» **WHAT IS REQUIRED**:
Transcribe, word for word, every record in the data below.

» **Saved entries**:
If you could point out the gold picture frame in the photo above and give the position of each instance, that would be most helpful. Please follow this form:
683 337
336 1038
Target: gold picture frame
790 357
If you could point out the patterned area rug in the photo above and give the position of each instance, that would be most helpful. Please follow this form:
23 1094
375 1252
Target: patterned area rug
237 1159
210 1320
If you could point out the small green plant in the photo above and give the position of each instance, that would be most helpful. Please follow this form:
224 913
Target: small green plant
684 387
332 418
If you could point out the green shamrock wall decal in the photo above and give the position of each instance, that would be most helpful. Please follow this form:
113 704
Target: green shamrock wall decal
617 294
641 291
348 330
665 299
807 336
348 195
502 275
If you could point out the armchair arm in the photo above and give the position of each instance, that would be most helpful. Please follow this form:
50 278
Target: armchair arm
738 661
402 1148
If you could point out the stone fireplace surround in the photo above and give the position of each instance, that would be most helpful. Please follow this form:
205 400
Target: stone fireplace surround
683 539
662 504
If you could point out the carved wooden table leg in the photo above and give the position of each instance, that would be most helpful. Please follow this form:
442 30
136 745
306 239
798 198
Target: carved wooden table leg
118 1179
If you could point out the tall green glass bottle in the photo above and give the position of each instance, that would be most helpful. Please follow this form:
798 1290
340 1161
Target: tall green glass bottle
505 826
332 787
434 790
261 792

» **RESPONSE TO THIS TASK**:
If you could point out the gold picture frame in the photo above and give the position of each instance, that would be most helpful. Please follow this form:
683 337
336 1038
Target: gold picture frame
790 357
If you could point out the patterned area rug in the photo above and give the position of each instance, that would be most helpful. Please follow this form:
23 1094
375 1252
Target: patterned area rug
237 1159
210 1320
If you could point out the small green plant in the photo above and give the position of each instance, that would be most helpful. Please follow this form:
224 913
Target: small green plant
684 387
332 418
If you could point out the green shamrock wall decal in the photo above and give the position of each instance, that would be most helpful. Please follow this form:
113 704
Target: green shamrock wall decal
617 294
641 291
348 330
665 299
807 336
348 195
502 275
If you could point out the armchair arm in the photo above and give the position of each instance, that would be most helpful. Please follow this form:
50 278
Target: armchair arm
738 661
402 1148
If you could point out the stone fireplace surround in the photo above and give the position of each instance, that would be most helpful. Please follow this form:
205 400
Target: stone fireplace surround
683 539
662 504
If you could point out the carved wooden table leg in the photo above and give the position of each instance, that would be most helpful. Please follow this form:
442 30
136 745
306 239
798 198
Target: carved wooden table leg
118 1179
If you could point out the tall green glass bottle in the photo above and give the position of each instance, that would be most helpful. Please follow this form:
798 1290
340 1161
Target: tall green glass bottle
505 826
332 787
434 790
261 792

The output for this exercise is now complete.